*** Opening Records to process ***

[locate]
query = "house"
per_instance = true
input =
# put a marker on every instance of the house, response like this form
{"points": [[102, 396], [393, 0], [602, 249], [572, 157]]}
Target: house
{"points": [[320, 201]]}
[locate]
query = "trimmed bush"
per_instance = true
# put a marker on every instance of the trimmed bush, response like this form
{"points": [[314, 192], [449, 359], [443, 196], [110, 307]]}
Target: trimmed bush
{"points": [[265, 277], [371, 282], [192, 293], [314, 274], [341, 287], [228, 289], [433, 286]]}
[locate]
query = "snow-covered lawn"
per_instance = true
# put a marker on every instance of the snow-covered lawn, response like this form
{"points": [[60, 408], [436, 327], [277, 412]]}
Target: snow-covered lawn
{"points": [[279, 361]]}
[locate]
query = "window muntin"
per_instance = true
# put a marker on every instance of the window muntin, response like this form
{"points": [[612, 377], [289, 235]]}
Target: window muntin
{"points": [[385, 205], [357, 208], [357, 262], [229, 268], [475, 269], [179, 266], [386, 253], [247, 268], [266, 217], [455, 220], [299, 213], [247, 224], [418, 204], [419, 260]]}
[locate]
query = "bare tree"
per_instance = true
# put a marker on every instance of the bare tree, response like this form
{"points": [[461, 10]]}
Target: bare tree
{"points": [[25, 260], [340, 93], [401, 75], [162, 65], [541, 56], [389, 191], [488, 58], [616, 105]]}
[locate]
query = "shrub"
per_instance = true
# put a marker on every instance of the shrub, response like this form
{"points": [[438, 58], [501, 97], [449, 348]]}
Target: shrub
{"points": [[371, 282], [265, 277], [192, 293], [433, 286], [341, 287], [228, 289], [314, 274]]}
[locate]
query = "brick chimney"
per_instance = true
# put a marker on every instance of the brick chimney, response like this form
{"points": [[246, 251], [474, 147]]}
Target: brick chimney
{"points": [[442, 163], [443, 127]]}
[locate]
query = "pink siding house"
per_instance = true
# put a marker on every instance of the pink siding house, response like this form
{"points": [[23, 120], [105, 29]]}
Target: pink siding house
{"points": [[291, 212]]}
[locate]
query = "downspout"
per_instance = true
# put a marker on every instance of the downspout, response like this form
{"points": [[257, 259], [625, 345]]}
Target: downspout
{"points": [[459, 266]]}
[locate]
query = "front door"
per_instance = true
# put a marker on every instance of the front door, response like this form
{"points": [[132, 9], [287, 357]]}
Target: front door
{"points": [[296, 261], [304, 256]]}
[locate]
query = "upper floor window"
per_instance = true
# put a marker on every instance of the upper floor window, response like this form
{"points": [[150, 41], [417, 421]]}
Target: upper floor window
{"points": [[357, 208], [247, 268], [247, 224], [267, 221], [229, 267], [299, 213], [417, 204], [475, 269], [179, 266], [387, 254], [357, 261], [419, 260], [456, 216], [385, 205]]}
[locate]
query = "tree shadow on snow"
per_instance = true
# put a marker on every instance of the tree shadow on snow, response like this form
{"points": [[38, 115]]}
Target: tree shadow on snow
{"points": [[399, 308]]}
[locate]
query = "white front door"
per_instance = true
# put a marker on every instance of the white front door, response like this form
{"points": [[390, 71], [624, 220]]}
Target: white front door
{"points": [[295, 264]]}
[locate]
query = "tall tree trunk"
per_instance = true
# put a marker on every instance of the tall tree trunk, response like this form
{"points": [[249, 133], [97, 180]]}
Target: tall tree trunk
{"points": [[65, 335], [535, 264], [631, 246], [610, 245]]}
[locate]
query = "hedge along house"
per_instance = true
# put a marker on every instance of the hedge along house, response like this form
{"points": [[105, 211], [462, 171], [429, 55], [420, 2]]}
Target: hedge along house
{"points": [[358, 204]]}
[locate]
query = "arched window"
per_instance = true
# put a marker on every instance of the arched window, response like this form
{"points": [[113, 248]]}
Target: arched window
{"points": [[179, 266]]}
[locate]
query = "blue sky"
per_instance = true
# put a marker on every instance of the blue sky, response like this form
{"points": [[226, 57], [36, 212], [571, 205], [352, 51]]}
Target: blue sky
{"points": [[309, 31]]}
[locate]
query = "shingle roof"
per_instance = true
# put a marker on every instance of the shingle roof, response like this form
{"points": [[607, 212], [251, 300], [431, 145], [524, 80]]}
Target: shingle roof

*** Closing Records to process ***

Each record must be returned exactly as it is written.

[locate]
query = "house"
per_instance = true
input =
# put a marker on every instance of the house, response like this form
{"points": [[102, 396], [393, 0], [602, 249], [572, 157]]}
Target: house
{"points": [[320, 201]]}
[locate]
query = "trimmed bush"
per_instance = true
# put a marker on every instance of the trimmed bush, response like this form
{"points": [[314, 192], [449, 359], [443, 196], [110, 307]]}
Target: trimmed bush
{"points": [[265, 277], [371, 282], [192, 293], [314, 274], [341, 287], [228, 289], [433, 286]]}
[locate]
query = "snow-covered lawn"
per_instance = true
# put a marker on every instance of the snow-covered lawn, response like this form
{"points": [[60, 408], [436, 327], [277, 412]]}
Target: snow-covered lawn
{"points": [[279, 361]]}
[locate]
query = "window muntin"
per_instance = true
# put a marker on every instance of the window muntin, response like this form
{"points": [[612, 377], [289, 235]]}
Target: window muntin
{"points": [[385, 205], [357, 208], [357, 262], [229, 268], [475, 269], [179, 266], [386, 253], [247, 268], [266, 217], [455, 220], [299, 213], [247, 224], [418, 204], [419, 260]]}
[locate]
query = "bare tree"
per_instance = true
# put a marker on every instance of the bare tree, response like this form
{"points": [[461, 10]]}
Target: bare tree
{"points": [[25, 260], [340, 93], [401, 75], [162, 65], [541, 56], [389, 191], [488, 58], [616, 105]]}
[locate]
query = "shrub"
per_instance = true
# put a marker on every instance of the shrub, response like this form
{"points": [[438, 58], [501, 97], [449, 348]]}
Target: shrub
{"points": [[371, 282], [265, 277], [192, 293], [433, 286], [341, 287], [228, 289], [314, 274]]}
[locate]
query = "brick chimney"
per_instance = true
# put a marker on every instance of the brick chimney, response like this form
{"points": [[246, 251], [474, 147]]}
Target: brick chimney
{"points": [[442, 163], [443, 127]]}
[locate]
query = "pink siding house"
per_instance = true
# put a marker on every instance of the pink siding house, response like this form
{"points": [[23, 120], [105, 29]]}
Target: pink siding house
{"points": [[291, 212]]}
[locate]
query = "downspout"
per_instance = true
# put a marker on every instance of the downspout, response like this form
{"points": [[257, 259], [625, 345]]}
Target: downspout
{"points": [[459, 266]]}
[locate]
query = "front door"
per_instance = true
# put a marker on every instance of the front door, response like this form
{"points": [[132, 9], [287, 357]]}
Target: front door
{"points": [[296, 261], [304, 256]]}
[locate]
query = "upper floor window"
per_instance = true
# put a marker on every instance of the upper floor window, response like this form
{"points": [[150, 41], [417, 421]]}
Target: upper floor window
{"points": [[357, 208], [247, 268], [247, 224], [267, 221], [229, 267], [299, 213], [417, 204], [475, 269], [179, 266], [387, 254], [357, 261], [419, 260], [456, 216], [385, 205]]}
[locate]
query = "tree shadow on snow"
per_instance = true
# put a marker on every instance of the tree shadow on snow, response like this form
{"points": [[38, 115]]}
Target: tree shadow on snow
{"points": [[399, 308]]}
[locate]
query = "white front door"
per_instance = true
# put a marker on every instance of the white front door, response like this form
{"points": [[390, 71], [624, 220]]}
Target: white front door
{"points": [[295, 264]]}
[locate]
query = "tall tree trunk"
per_instance = true
# put a marker on every instance of the tall tree trunk, response like this form
{"points": [[249, 133], [97, 180]]}
Target: tall tree trunk
{"points": [[65, 335], [535, 264], [631, 246], [610, 245]]}
[locate]
query = "hedge along house"
per_instance = true
# put a marker on every instance of the hedge along house, response like this form
{"points": [[105, 211], [462, 171], [429, 55], [420, 2]]}
Target: hedge along house
{"points": [[358, 204]]}
[locate]
query = "arched window"
per_instance = true
# put a marker on every instance of the arched window, response like this form
{"points": [[113, 248]]}
Target: arched window
{"points": [[179, 266]]}
[locate]
query = "blue sky"
per_instance = true
# put a marker on every instance of the blue sky, response like this form
{"points": [[226, 57], [36, 212], [571, 205], [352, 51]]}
Target: blue sky
{"points": [[309, 31]]}
[locate]
query = "shingle roof"
per_instance = true
# put a marker on every instance of the shingle roof, response like this form
{"points": [[607, 212], [251, 300], [431, 145], [524, 80]]}
Target: shingle roof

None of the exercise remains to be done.